Could you copy every line of the material below word for word, leaving the pictures out of your answer?

[Coordinate annotation material]
-*-
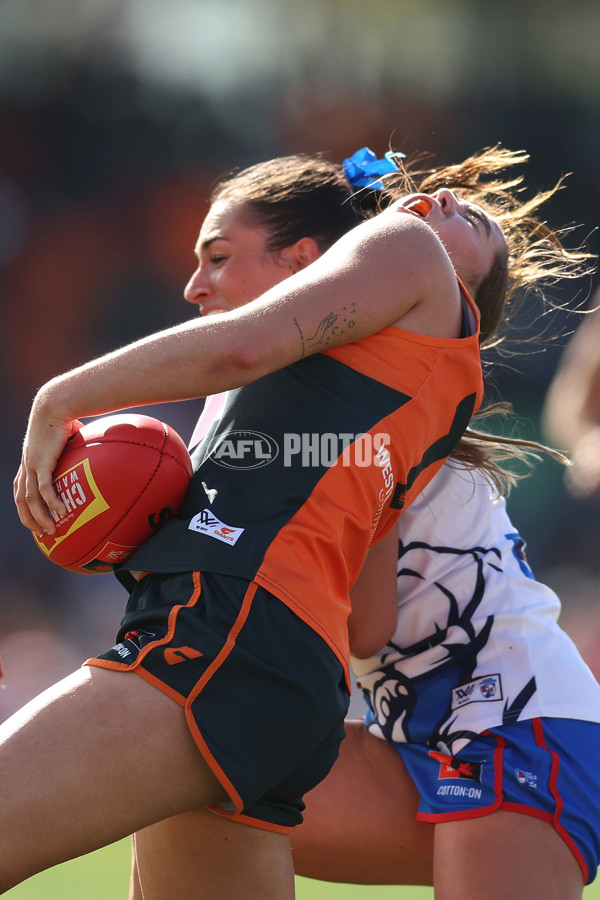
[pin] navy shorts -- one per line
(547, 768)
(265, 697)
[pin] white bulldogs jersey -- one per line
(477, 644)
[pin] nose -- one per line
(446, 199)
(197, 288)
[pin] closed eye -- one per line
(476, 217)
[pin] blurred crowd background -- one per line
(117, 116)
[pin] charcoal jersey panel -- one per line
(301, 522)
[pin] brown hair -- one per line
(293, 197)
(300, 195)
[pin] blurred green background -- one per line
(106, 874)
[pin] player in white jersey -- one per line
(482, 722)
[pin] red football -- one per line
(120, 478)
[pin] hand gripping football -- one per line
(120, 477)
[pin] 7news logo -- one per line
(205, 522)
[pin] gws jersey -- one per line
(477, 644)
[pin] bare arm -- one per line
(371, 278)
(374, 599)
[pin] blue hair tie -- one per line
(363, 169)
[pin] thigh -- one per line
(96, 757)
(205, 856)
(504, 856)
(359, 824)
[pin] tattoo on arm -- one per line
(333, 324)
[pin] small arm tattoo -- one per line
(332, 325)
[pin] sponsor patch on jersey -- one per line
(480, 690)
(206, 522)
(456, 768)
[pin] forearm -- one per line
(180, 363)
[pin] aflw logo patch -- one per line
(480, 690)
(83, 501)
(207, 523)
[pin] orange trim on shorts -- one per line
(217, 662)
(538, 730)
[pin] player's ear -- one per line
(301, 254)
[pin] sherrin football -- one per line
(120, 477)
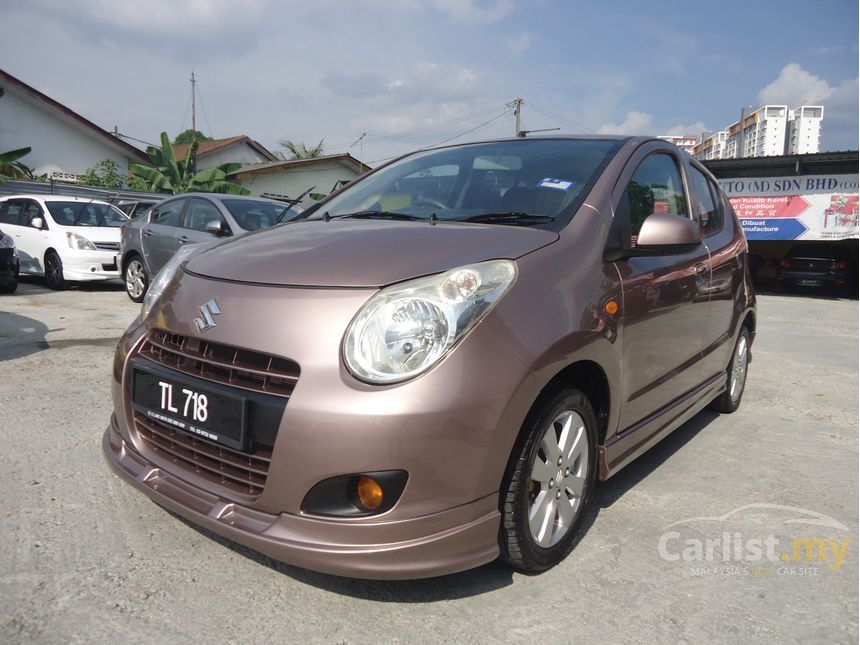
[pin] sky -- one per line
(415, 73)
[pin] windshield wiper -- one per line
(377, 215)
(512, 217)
-*-
> [Written reply]
[pin] navy shorts -- one per line
(547, 768)
(265, 697)
[pin] white bulldogs jersey -- one per line
(477, 644)
[pin] nose -- one per line
(446, 199)
(197, 288)
[pin] closed eye -- one per line
(476, 217)
[pin] blurred crowd background -- one per line
(117, 116)
[pin] charcoal jersey panel -- one per line
(301, 522)
[pin] brown hair -- one per line
(293, 197)
(300, 195)
[pin] blurred green background -- one per line
(106, 874)
[pin] player in white jersey -- one per line
(482, 722)
[pin] red football -- one per line
(120, 478)
[pin] hand gripping football -- one per line
(120, 477)
[pin] 7news logo -- one per line
(205, 522)
[pin] gws jersey -- one per line
(477, 644)
[pin] bare arm -- one per line
(371, 278)
(374, 599)
[pin] blue hair tie -- one per line
(363, 169)
[pin] thigh -- one per line
(96, 757)
(205, 856)
(504, 856)
(359, 824)
[pin] tattoo on arm -- one per line
(333, 324)
[pin] small arm tattoo -- one per line
(332, 325)
[pin] sponsor patch on jersey -- one per line
(480, 690)
(206, 522)
(456, 768)
[pin] forearm -- one per line
(180, 363)
[pin] aflw logo patch -- one per line
(480, 690)
(83, 501)
(207, 523)
[pin] orange trim on shorts -- one per line
(217, 662)
(538, 730)
[pin] player's ear -- one per line
(301, 254)
[pin] sherrin football -- one per line
(120, 477)
[pin] sky -- one per line
(415, 73)
[pin] windshield wiper -- one per line
(377, 215)
(512, 217)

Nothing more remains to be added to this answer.